* **WRITTEN PROBLEM A**
In the Swift code excerpt below, what must the scrapeHouseplants implementation use instead of map to run faster?

BEGIN EXCERPTED TEXT

This new code runs in the same amount of time as before. To make it run faster, we need to change the scrapeHouseplants implementation to use concurrentMap instead of map:

// ThreadSafe and concurrentMap code from https://talk.objc.io/episodes/S01E90-concurrent-map

final class ThreadSafe<A> {
  private var _value: A
  private let queue = DispatchQueue(label: "ThreadSafe")
  init(_ value: A) {
    self._value = value
  }

  var value: A {
    return queue.sync { _value }
  }
  func atomically(_ transform: (inout A) -> ()) {
    queue.sync {
      transform(&self._value)
    }
  }
}

extension Array {
  func concurrentMap<B>(_ transform: (Element) throws -> B) rethrows -> [B] {
    let result = ThreadSafe(Array<B?>(repeating: nil, count: count))
    DispatchQueue.concurrentPerform(iterations: count) { idx in
      let element = self[idx]
      // TODO: Handle errors thrown here.
      let transformed = try! transform(element)
      result.atomically {
        $0[idx] = transformed
      }
    }
    return result.value.map { $0! }
  }
}

func scrapeHouseplants(url: URL) throws -> HouseplantCategoryDictionary {
  try reduceHouseplantInfos(
    infos: scrapeListOfHouseplants(url: url, html: try String(contentsOf: url))

END EXCERPTED TEXT
BEGIN RECORDS SHOWN

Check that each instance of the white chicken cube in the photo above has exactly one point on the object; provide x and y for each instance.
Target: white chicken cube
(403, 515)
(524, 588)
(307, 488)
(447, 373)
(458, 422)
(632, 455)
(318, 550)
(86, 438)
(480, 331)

END RECORDS SHOWN

* **WRITTEN PROBLEM B**
Please retype the coordinate labeling rows above without any changes.

* **EXERCISE OUTPUT A**
concurrentMap

* **EXERCISE OUTPUT B**
Check that each instance of the white chicken cube in the photo above has exactly one point on the object; provide x and y for each instance.
Target: white chicken cube
(403, 515)
(524, 588)
(307, 488)
(447, 373)
(458, 422)
(632, 455)
(318, 550)
(86, 438)
(480, 331)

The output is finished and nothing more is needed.